• [REQUIRED WORK]:
a - In the article on the EU televised debate, which candidate represents the Liberals?
b - Resume the article on the EU televised debate with the sentence that comes after its last one.

• [EXCERPT PROVIDED]:
--
EU rivals in TV battle for votes

Media caption,

Excerpts from EU rivals' TV debate

It was billed by the hosts as Europe's first-ever presidential television debate - which may have flummoxed Europeans unaware they had a president. And they don't.

But there is a President of the European Commission, and the four contenders taking questions from young voters in Maastricht are all campaigning for the job.

Wearing tiny microphone headsets and standing at their podiums bathed in blue lighting the quartet of candidates wrestled over Europe's economic future, immigration, disenchantment with the EU and Ukraine.

A brief reminder who they are: Ska Keller is the candidate of Europe's Green parties; Jean-Claude Juncker represents the centre-right European People's Party (EPP); the European Parliament President Martin Schulz is the Social Democrat in the race and former Belgian Prime Minister Guy Verhofstadt is the Liberal hope. All, I think it's fair to say, relatively unknown outside their own countries.

On one issue they all agreed - that this was an excellent way to pick the next EU Commission president. Citing the new powers of the Lisbon Treaty, they've agreed between themselves that whichever group is the biggest in parliament after the European elections - their man or woman (there's one) will lead the Commission.

As far as the candidates are concerned, this is about personalising abstract European politics. Putting faces to the parties. Increasing the democratic legitimacy of the Commission president and trying to arrest falling turnout in European elections.
--
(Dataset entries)
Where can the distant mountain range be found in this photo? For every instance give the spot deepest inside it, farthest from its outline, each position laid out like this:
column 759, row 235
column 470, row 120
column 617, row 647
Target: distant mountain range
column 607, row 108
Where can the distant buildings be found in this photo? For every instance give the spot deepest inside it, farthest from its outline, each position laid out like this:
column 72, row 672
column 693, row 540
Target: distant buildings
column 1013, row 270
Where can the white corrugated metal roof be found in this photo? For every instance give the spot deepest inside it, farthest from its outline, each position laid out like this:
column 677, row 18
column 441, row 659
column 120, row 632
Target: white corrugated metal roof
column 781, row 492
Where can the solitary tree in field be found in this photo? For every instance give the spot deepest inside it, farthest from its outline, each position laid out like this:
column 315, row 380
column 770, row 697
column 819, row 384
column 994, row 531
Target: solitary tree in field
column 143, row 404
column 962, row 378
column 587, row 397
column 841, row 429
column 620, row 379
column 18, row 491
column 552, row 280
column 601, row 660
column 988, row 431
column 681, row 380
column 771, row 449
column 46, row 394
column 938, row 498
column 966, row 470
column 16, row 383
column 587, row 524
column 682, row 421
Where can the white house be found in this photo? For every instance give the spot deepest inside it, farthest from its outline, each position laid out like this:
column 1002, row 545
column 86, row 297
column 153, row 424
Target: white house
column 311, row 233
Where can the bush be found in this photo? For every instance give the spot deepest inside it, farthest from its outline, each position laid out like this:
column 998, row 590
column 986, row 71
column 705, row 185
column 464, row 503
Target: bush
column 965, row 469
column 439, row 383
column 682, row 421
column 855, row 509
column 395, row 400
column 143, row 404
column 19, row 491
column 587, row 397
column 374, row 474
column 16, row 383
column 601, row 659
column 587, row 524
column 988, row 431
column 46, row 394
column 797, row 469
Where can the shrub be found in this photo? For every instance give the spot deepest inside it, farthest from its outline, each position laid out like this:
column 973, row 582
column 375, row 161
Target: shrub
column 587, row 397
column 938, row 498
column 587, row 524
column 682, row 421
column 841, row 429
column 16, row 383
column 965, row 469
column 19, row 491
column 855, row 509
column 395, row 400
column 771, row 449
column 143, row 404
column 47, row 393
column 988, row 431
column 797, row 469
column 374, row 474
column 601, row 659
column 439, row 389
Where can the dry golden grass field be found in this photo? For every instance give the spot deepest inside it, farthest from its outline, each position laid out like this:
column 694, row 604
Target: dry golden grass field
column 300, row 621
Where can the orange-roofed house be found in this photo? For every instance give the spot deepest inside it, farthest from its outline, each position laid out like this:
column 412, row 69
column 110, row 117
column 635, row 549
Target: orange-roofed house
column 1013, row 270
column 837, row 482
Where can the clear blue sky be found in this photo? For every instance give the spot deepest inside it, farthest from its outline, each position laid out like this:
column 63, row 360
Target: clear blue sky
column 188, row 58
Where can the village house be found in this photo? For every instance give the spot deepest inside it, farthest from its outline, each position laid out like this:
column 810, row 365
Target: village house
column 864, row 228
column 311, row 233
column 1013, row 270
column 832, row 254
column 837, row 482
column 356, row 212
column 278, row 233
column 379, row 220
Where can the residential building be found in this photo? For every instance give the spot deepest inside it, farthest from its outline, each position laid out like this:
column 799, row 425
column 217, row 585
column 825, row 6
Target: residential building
--
• [REPLIES]:
a - Guy Verhofstadt, the former Belgian Prime Minister.

b -
Image source, AFP
Image caption,

The four rival candidates: (from left) G Verhofstadt, M Schulz; S Keller; J-C Juncker

Sharp words on Ukraine

So was this one of the greats in the annals of political TV debates? Not exactly - but its novelty gave it a character of its own. The host broadcaster Euronews parcelled out the time equally between the candidates across the 90-minute debate. Some spoke more on one subject than others - leading to good-natured confusion.

If there was a particularly punchy disagreement between two of the four their faces were paired together on the screen. Rhetorically the debate was strikingly free of stale sound-bites - even if the positions sketched out by the candidates were familiar.

Mr Juncker - the dry exponent of sound money; Mr Schulz - the passionate critic of austerity; Mr Verhofstadt vigorously harried his main opponents. Ska Keller - a generation closer to the audience than the others - received strong applause when she said Europe had to confront the far-right, not appease it.

The most heated exchanges were over the EU's response to the crisis in Ukraine.

So will this political version of the Eurovision song contest make a difference? In Europe's national capitals several governments mutter that it won't.

The European Council - the grouping of EU government leaders - is opposed to the parliament having the decisive say in picking the next Commission president. And that only adds to the surreal nature of these novel debates.